--- What is needed ---
Rewrite the part of the material that opens with the line containing "If you could mark the crowd" and runs through the end of the material as a two-column CSV with the headers "text" and "answer". Make one row for each item, with its text and its answer each in a single quoted field and line breaks replaced by spaces.

--- Supplied records ---
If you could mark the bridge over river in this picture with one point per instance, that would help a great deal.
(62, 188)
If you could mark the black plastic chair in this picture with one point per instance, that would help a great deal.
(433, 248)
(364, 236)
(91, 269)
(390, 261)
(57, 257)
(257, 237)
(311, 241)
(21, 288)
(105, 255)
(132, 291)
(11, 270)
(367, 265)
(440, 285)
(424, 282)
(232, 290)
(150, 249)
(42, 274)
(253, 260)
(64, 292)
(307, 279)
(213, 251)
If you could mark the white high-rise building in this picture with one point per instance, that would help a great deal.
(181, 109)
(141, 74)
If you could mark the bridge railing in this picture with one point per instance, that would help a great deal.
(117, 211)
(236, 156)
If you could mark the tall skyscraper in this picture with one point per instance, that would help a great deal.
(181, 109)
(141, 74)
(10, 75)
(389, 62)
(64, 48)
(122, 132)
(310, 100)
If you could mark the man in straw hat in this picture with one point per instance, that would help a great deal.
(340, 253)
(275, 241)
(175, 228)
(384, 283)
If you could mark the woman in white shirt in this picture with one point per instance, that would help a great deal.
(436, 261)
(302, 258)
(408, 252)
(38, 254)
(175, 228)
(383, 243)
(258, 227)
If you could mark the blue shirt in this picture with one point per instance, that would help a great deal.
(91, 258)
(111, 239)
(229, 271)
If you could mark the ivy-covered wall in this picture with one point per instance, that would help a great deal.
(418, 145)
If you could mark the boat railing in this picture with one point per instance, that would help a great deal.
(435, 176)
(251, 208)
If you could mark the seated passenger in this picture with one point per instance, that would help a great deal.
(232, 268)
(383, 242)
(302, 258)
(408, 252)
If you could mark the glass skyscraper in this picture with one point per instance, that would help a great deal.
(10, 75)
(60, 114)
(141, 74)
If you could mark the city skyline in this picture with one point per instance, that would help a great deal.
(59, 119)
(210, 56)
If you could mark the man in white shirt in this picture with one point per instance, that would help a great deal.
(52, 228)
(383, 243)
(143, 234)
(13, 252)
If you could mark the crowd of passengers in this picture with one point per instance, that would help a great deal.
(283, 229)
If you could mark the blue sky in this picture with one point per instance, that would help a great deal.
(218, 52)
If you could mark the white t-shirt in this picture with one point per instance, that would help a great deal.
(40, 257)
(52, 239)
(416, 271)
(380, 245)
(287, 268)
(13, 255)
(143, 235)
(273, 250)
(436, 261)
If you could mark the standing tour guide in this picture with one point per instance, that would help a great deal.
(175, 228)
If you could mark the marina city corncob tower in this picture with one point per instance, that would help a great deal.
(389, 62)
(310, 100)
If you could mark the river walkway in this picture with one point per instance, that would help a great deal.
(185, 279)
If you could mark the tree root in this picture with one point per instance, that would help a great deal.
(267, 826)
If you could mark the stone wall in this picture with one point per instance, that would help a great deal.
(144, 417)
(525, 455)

--- Answer below ---
text,answer
"If you could mark the crowd of passengers in this picture with one point per instance, that would help a great deal.","(283, 229)"
"If you could mark the blue sky in this picture with one point per instance, that would help a great deal.","(218, 52)"
"If you could mark the white t-shirt in this picture with one point per instance, that would help a great deal.","(40, 257) (52, 239) (416, 271) (380, 245) (287, 268) (13, 255) (143, 235) (273, 250) (436, 261)"
"If you could mark the standing tour guide in this picture with one point per instance, that would help a great deal.","(175, 228)"
"If you could mark the marina city corncob tower in this picture with one point per instance, that would help a great deal.","(389, 62) (310, 100)"
"If you could mark the river walkway in this picture with one point per instance, that would help a great deal.","(185, 279)"
"If you could mark the tree root in this picture with one point per instance, that would help a great deal.","(267, 826)"
"If you could mark the stone wall in this picture with one point per instance, that would help a great deal.","(144, 417) (525, 455)"